Count the lines in the records that contain the string "bridge", matching case exactly, and give only the number.

-------- Data shown --------

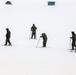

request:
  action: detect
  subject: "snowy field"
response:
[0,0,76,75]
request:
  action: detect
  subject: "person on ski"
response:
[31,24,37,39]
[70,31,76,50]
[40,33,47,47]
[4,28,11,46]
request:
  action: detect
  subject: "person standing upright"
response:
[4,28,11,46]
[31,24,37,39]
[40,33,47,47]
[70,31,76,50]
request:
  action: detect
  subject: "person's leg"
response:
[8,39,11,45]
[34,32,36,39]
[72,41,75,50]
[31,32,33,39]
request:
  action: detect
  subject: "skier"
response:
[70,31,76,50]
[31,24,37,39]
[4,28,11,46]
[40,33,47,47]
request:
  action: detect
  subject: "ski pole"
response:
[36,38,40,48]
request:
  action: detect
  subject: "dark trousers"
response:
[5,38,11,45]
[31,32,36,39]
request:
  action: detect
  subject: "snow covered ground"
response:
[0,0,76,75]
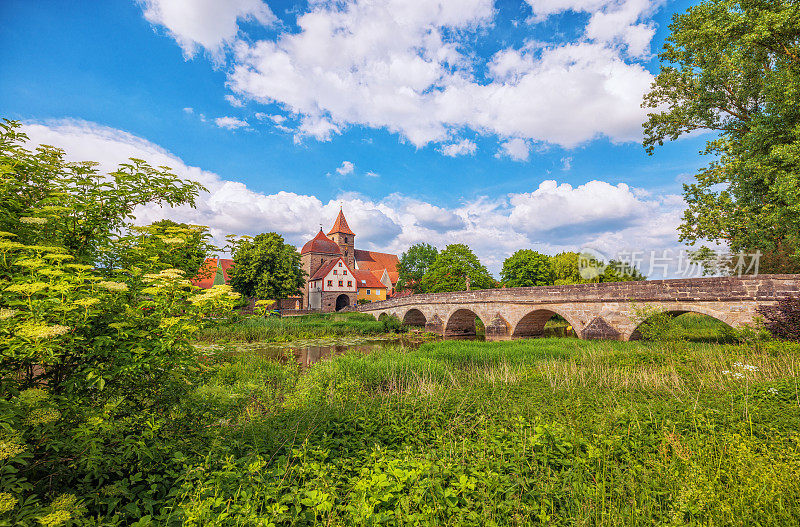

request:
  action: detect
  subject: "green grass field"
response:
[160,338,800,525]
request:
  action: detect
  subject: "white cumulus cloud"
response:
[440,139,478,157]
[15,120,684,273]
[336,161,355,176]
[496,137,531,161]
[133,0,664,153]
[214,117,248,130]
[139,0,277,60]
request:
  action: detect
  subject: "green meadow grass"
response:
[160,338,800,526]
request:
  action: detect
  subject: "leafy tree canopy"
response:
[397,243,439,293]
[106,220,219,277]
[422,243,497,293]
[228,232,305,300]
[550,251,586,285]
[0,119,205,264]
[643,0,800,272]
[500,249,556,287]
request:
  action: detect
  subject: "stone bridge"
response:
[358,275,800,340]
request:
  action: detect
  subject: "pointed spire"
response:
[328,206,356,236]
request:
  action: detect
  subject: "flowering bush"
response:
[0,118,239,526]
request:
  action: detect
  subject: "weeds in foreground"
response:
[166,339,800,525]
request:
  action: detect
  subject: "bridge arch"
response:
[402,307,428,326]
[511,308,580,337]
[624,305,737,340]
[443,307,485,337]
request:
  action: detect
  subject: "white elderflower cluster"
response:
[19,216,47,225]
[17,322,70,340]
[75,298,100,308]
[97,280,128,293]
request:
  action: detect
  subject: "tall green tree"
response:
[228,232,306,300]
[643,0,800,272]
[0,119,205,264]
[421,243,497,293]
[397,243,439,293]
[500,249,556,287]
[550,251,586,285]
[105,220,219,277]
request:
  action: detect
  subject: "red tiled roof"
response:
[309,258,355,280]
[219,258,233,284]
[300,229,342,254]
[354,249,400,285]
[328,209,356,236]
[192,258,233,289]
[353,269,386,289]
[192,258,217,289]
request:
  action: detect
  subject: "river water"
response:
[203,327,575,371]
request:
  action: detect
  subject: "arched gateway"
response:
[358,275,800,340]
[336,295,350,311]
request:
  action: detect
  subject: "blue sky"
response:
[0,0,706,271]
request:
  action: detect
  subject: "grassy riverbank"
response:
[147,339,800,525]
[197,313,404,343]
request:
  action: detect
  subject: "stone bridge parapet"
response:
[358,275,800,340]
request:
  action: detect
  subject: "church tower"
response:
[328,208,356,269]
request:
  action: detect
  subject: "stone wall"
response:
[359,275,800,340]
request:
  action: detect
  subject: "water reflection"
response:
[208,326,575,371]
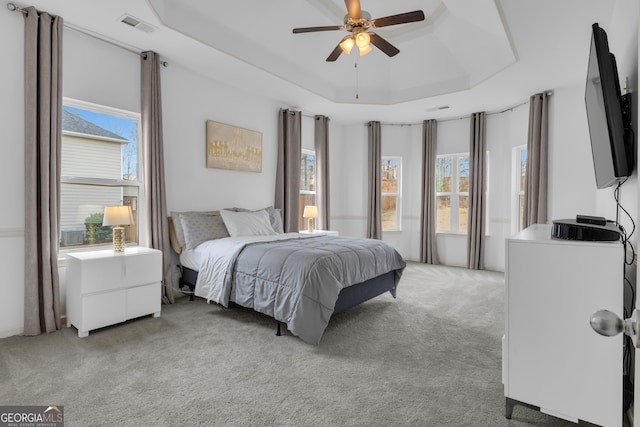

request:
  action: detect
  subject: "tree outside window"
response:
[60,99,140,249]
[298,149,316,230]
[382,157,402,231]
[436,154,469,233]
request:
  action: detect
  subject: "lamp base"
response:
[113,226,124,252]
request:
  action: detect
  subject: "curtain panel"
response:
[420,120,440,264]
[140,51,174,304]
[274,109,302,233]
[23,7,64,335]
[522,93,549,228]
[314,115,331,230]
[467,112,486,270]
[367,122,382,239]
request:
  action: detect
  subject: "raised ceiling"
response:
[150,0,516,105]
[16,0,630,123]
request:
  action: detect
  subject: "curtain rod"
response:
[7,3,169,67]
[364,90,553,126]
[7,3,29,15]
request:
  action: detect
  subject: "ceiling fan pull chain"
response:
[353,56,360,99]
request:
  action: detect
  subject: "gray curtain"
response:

--------
-------- Data shown --------

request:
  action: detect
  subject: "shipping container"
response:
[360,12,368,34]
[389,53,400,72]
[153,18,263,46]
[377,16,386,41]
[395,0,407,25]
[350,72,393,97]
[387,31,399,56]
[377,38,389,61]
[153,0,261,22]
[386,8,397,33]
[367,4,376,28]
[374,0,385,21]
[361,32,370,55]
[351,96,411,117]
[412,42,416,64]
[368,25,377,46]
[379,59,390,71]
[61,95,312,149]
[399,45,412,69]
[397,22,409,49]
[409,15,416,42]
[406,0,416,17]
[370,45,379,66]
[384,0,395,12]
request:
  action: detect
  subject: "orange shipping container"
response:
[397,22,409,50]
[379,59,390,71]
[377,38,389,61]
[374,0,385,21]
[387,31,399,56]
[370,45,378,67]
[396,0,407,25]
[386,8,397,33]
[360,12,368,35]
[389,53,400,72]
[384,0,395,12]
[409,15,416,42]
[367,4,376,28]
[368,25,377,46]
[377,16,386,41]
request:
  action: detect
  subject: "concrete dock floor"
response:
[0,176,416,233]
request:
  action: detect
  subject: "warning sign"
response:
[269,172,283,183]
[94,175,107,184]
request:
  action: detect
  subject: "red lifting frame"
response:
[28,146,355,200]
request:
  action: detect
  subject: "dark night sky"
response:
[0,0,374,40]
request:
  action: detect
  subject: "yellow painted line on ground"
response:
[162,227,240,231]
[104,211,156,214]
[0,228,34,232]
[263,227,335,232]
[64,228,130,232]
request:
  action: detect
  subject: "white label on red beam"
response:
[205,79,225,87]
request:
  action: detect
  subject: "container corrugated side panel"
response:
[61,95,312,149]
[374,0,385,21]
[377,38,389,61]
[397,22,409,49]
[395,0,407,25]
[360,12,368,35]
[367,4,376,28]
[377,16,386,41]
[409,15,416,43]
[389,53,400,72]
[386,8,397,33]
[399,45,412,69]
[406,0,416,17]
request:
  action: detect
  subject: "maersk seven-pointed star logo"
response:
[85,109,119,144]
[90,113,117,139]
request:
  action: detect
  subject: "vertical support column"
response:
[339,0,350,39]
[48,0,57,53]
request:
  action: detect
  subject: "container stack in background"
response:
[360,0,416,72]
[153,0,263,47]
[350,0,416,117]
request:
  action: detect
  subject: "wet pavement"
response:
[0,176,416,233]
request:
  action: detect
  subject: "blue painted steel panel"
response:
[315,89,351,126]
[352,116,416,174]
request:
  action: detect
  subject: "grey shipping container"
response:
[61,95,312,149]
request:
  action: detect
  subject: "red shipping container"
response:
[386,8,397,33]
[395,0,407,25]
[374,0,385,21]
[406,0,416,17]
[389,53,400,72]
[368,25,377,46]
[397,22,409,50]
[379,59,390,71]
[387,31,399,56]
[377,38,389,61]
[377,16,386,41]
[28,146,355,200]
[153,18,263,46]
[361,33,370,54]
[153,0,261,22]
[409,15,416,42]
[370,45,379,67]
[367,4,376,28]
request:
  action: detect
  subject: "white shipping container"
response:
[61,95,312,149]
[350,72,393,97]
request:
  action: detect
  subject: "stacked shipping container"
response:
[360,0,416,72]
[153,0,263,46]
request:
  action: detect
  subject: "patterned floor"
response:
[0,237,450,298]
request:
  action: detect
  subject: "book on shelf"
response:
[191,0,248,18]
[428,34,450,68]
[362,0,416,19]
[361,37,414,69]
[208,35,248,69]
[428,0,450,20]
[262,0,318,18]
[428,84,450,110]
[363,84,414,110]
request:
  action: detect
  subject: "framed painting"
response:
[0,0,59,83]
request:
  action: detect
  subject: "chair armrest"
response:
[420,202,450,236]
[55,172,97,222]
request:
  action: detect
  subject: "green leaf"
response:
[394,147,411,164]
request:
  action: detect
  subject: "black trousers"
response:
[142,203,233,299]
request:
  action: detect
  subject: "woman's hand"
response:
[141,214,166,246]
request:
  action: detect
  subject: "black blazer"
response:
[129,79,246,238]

--------

Full response —
3